- Goal of the exercise
Copy the Gettysburg excerpt between "Anniversary of the" and "of Gettysburg, Pennsylvania.", inclusive, changing "soldiers" to "troops".

- Excerpt provided

Anniversary of the Battle of Gettysburg where approximately 40,000 to 50,000 men were slaughtered in three days of mortal combat. Pictured here: the bloated carcasses of dead union soldiers laying on the battlefield of Gettysburg, Pennsylvania.

 

On November 19, 2013 Rep. Fitzpatrick of Pennsylvania was granted permission to address the carnage of the battle of Gettysburg and to remember Abraham Lincoln’s Gettysburg Address speech.

“Mr. Speaker, I rise today in recognition of 278 simple words spoken a century and a half ago in a small town in my home state of Pennsylvania. When President Lincoln addressed the crowd assembled at the dedication of the National Cemetery at Gettysburg, he noted in his speech that his words were ones that, “the world will little note, nor long remember”. Yet, 150 years later, President Lincoln’s words of sacrifice and strength still ring true. Even amidst the fog of a still raging civil war, Lincoln promised that “this nation, under God, shall have a new birth of freedom”–and that “government of the people, by the people, for the people, shall not perish from the earth.”

“Today, we recognize the commitment of President Lincoln to reunite and ensure the continued success of our nation. Furthermore, we reinforce our efforts to protect his solemn pledge of a free government for a free people”, Speech of Hon. Michael G. Fitzpatrick of Pennsylvania in the House of Representatives Tuesday, November 19, 2013 (source: Congressional Record http://thomas.loc.gov).

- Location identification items
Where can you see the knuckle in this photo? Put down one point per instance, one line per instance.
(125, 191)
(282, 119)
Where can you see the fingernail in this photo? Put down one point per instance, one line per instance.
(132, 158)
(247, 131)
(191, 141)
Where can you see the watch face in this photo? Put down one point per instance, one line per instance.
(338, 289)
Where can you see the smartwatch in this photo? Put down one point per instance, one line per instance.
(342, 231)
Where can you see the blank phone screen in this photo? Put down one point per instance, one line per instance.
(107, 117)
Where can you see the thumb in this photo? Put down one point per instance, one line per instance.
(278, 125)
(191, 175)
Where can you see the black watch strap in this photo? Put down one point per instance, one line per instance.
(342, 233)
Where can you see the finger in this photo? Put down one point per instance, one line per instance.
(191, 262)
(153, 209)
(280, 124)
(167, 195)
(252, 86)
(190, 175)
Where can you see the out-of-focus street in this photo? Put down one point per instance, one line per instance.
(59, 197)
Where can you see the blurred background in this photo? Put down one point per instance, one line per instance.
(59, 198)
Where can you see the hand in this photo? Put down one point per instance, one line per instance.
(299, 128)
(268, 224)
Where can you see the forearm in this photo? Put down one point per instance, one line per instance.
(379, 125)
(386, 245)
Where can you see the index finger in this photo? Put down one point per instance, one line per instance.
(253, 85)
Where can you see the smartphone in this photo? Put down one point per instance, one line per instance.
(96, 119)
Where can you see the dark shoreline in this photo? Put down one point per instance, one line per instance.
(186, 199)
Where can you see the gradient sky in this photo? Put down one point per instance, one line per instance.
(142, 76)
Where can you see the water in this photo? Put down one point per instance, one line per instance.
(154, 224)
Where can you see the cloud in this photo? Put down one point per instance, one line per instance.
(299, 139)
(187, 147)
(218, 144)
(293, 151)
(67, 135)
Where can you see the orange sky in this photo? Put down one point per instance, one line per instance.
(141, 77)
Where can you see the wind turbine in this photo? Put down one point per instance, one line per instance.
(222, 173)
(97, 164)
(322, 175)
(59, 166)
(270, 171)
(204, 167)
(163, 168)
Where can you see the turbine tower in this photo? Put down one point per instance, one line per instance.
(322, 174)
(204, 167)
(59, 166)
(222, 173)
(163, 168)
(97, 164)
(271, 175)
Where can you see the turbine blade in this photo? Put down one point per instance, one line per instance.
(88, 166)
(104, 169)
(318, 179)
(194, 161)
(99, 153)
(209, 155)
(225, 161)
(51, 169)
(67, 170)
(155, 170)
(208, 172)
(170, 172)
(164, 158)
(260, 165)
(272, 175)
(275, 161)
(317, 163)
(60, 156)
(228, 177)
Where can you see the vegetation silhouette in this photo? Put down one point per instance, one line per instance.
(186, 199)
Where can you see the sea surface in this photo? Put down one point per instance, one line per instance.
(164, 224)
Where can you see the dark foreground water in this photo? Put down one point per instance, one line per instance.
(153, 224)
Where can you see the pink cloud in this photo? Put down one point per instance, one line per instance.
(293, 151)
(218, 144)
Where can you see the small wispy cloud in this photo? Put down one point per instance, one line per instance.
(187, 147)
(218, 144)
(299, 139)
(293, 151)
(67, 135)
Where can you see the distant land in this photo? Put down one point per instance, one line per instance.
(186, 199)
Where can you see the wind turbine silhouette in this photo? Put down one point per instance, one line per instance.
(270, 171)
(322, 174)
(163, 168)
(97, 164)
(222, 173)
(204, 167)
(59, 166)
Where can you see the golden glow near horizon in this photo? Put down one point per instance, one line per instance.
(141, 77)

- Exercise answer
Anniversary of the Battle of Gettysburg where approximately 40,000 to 50,000 men were slaughtered in three days of mortal combat. Pictured here: the bloated carcasses of dead union troops laying on the battlefield of Gettysburg, Pennsylvania.